=== Objective ===
Please count how many lines in the data below contain the word "white". Give only the number.

(Saved entries)
+===+
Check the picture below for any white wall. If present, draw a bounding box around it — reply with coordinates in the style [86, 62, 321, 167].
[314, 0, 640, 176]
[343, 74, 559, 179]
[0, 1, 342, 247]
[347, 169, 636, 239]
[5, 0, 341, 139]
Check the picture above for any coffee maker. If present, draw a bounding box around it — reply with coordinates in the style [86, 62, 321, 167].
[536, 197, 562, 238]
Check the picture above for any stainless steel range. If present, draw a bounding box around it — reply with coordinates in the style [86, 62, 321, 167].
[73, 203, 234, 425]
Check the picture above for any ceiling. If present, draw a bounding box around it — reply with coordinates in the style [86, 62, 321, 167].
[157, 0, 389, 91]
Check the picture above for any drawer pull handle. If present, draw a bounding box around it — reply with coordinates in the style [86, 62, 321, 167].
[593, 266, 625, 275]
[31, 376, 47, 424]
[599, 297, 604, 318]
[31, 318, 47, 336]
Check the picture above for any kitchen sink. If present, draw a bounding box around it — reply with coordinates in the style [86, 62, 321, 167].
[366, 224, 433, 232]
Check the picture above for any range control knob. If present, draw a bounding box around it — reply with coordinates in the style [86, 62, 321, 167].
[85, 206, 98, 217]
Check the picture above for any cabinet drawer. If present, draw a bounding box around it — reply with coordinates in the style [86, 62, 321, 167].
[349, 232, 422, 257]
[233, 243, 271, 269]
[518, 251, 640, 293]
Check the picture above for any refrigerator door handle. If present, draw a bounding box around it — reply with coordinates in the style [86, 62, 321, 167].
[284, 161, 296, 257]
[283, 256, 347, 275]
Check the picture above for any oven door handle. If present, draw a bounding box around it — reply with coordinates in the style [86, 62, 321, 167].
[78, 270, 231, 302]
+===+
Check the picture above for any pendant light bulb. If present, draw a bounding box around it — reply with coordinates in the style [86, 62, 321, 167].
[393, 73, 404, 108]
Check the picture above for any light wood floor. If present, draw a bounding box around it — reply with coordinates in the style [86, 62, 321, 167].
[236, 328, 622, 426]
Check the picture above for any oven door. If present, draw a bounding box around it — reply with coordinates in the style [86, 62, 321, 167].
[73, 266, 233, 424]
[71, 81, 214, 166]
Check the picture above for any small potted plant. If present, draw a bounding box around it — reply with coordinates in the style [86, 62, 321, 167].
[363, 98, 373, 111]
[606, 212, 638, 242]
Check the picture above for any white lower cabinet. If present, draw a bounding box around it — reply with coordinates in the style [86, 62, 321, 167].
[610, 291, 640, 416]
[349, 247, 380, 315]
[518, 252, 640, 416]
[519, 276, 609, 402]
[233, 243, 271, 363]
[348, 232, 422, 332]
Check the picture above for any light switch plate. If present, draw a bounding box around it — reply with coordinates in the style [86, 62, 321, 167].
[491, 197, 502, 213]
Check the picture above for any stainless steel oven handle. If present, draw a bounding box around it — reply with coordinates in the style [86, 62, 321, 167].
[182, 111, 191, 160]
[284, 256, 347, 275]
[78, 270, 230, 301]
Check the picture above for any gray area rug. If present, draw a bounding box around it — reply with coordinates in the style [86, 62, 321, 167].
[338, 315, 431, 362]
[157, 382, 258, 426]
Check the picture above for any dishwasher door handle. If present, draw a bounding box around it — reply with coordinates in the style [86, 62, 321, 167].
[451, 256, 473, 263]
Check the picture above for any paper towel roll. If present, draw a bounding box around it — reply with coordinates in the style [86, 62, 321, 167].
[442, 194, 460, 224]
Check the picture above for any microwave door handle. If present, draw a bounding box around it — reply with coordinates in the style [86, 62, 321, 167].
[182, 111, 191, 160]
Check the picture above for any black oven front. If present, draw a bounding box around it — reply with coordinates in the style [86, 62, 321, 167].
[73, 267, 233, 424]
+===+
=== Result of this task ===
2